- _SHORT PROBLEM_: Please swap "Target" for "Object" everywhere in the lines below, and write all of the lines out again with nothing else changed.

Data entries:
------------------------------------------------------------------------

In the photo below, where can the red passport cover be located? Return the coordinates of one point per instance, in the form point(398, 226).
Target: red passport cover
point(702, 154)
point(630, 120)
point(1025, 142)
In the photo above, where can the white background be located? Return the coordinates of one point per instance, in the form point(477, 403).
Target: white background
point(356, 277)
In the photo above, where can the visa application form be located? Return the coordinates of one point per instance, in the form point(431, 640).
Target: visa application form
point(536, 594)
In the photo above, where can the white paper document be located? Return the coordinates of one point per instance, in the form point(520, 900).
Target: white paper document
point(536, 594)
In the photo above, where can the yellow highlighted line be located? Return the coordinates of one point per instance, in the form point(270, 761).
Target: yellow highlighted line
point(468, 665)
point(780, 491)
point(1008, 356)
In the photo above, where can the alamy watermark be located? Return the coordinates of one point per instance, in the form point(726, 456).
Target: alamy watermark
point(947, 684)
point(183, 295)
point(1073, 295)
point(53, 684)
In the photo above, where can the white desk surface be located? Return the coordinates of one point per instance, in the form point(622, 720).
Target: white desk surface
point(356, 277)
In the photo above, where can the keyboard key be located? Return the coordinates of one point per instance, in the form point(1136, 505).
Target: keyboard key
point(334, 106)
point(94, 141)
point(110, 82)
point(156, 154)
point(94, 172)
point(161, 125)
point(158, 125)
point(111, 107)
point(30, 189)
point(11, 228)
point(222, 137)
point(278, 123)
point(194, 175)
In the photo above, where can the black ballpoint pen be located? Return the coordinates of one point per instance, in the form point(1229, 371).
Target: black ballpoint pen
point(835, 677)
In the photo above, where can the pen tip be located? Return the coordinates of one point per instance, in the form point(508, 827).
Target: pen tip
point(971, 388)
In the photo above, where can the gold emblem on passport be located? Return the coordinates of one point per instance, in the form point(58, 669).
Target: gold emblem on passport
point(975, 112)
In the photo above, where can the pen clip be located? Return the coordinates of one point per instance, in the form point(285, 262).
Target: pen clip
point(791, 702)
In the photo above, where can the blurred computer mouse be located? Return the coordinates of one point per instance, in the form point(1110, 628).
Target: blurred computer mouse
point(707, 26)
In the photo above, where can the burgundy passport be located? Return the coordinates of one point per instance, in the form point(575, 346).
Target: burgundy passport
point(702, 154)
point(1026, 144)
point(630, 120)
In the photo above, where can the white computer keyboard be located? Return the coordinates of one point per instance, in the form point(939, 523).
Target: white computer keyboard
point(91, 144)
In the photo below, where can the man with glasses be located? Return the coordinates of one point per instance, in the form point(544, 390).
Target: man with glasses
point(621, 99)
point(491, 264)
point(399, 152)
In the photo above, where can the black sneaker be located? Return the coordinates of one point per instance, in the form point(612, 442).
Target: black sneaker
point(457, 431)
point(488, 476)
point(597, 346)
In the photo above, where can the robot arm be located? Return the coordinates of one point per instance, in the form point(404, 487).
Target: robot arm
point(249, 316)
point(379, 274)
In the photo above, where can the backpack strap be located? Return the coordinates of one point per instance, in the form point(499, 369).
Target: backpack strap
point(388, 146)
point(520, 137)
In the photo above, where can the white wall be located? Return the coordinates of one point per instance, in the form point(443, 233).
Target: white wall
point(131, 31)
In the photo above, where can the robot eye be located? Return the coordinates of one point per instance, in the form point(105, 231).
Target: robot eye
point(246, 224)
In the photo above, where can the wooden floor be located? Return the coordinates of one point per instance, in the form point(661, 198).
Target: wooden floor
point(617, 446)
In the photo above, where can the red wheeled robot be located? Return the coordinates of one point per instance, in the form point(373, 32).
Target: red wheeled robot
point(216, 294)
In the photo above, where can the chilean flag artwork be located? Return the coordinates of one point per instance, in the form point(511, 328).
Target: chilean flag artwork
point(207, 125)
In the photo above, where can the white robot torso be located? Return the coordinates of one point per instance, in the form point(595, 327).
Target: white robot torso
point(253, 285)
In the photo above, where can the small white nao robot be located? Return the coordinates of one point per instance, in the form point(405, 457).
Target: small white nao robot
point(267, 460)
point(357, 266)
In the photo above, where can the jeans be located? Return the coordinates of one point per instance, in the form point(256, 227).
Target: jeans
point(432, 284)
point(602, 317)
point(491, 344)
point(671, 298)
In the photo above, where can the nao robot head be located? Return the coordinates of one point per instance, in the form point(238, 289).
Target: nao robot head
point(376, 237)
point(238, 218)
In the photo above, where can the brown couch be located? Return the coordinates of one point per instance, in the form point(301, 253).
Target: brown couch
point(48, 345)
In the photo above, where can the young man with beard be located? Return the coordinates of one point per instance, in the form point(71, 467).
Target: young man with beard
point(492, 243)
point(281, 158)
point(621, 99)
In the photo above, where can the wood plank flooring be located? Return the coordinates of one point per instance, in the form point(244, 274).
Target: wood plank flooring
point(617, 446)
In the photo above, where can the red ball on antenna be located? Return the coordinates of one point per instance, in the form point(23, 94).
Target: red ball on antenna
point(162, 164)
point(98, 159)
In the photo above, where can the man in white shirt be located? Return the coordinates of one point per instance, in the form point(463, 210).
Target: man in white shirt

------------------------------------------------------------------------

- _ANSWER TO THIS PROBLEM_:
In the photo below, where can the red passport cover be located? Return the coordinates of one point per instance, in the form point(398, 226).
Object: red passport cover
point(702, 154)
point(630, 120)
point(1025, 142)
In the photo above, where can the white background be located? Return the coordinates of one point per instance, in the form point(477, 403).
Object: white background
point(356, 277)
In the photo above, where can the visa application form be located? Return the coordinates of one point per instance, in the form point(431, 640).
Object: visa application form
point(536, 594)
In the photo above, where can the white paper document be located? Return the coordinates of one point per instance, in the form point(520, 900).
Object: white paper document
point(536, 594)
In the photo above, where can the yellow highlighted line be located? Return the coordinates of one point per instance, in the form point(270, 761).
Object: yellow highlighted line
point(468, 665)
point(780, 491)
point(1008, 356)
In the photo above, where can the alamy watermark be located? Return the coordinates of one point per instance, in the form point(726, 456).
Object: alamy watermark
point(947, 684)
point(183, 295)
point(1073, 295)
point(53, 684)
In the photo above, where can the white desk surface be located? Return the coordinates of one point per instance, in the form point(622, 720).
Object: white desk surface
point(356, 277)
In the photo above, where can the keyboard key be located? Return the coordinates of one point per instance, in the form point(1136, 505).
Object: keyboard key
point(334, 106)
point(94, 141)
point(110, 82)
point(156, 154)
point(94, 172)
point(161, 125)
point(158, 125)
point(111, 107)
point(30, 189)
point(11, 228)
point(222, 137)
point(278, 123)
point(194, 175)
In the photo above, where can the black ballpoint pen be located? Return the coordinates of one point per instance, in the form point(1229, 371).
Object: black ballpoint pen
point(835, 677)
In the photo above, where can the pen tip be located? Return the coordinates of one point per instance, in the form point(508, 827).
Object: pen tip
point(971, 388)
In the photo above, where can the gold emblem on passport be located? Return the coordinates of one point per instance, in the form point(58, 669).
Object: gold emblem on passport
point(975, 112)
In the photo above, where can the pen clip be located? Return the coordinates of one point per instance, in the form point(285, 262).
Object: pen clip
point(791, 702)
In the photo above, where can the blurred computer mouse be located? Return the coordinates of one point per instance, in the form point(1110, 628).
Object: blurred computer mouse
point(707, 26)
In the photo above, where can the burgundy passport be located? Return the coordinates of one point per instance, in the form point(575, 346).
Object: burgundy passport
point(702, 154)
point(1026, 144)
point(630, 120)
In the photo above, where can the white computer keyboard be located? Return the coordinates of one point per instance, in the form point(939, 523).
Object: white computer keyboard
point(91, 144)
In the photo below, where can the man with glasses be located? Return the coordinates of one point per instance, in the form point(544, 390).
Object: man with glasses
point(621, 99)
point(491, 264)
point(399, 152)
In the photo above, where can the black sneaker be located? Return the coordinates of one point per instance, in the form point(612, 442).
Object: black sneaker
point(457, 431)
point(488, 476)
point(597, 346)
In the photo above, where can the robot arm be located? Return the coordinates of one point per instance, in the form point(404, 487).
Object: robot arm
point(249, 316)
point(379, 274)
In the photo above, where can the backpack strap be located? Return the coordinates of one point per instance, in the form point(499, 369).
Object: backpack strap
point(388, 146)
point(520, 137)
In the photo above, where can the white wall be located? Return the coordinates of one point per instance, in the form point(443, 233).
Object: white wall
point(131, 31)
In the photo above, where can the robot eye be located? Return the coordinates of one point per instance, in the form point(105, 231).
Object: robot eye
point(246, 224)
In the photo above, where can the wooden floor be located? Return the coordinates of one point per instance, in the form point(661, 198).
Object: wooden floor
point(617, 446)
In the photo above, where can the red wheeled robot be located? Return the coordinates of one point per instance, in the form point(373, 32).
Object: red wheeled robot
point(216, 294)
In the photo above, where can the chilean flag artwork be located? Return the coordinates of one point per instance, in the form point(511, 328).
Object: chilean flag artwork
point(207, 125)
In the photo above, where can the white robot torso be located? Return the coordinates of one point per instance, in the form point(595, 327).
Object: white robot torso
point(253, 285)
In the photo above, where can the small white nao robot be located? Return the coordinates of one point per instance, in the form point(405, 457).
Object: small white nao robot
point(267, 460)
point(357, 266)
In the photo above, where can the jeans be located? Return the coordinates of one point per instance, in the form point(256, 227).
Object: jeans
point(432, 284)
point(602, 317)
point(491, 344)
point(671, 298)
In the photo above, where can the nao robot head be located? Return the coordinates of one point per instance, in the form point(238, 289).
Object: nao robot head
point(376, 237)
point(238, 218)
In the photo above, where can the brown couch be located? Return the coordinates of one point per instance, in the form point(301, 253).
Object: brown couch
point(48, 345)
In the photo above, where can the young man with beard be located? Return the coordinates of one point per instance, in the form point(71, 467).
Object: young man with beard
point(492, 243)
point(281, 158)
point(621, 99)
In the photo above, where can the wood plank flooring be located? Return the coordinates of one point per instance, in the form point(244, 274).
Object: wood plank flooring
point(617, 446)
In the photo above, where can the red ball on antenna be located? Return the coordinates of one point per instance, in the form point(23, 94).
Object: red ball on antenna
point(162, 164)
point(98, 159)
In the photo above, where can the man in white shirt be located? Return the coordinates of one point per instance, in the form point(463, 210).
Object: man in white shirt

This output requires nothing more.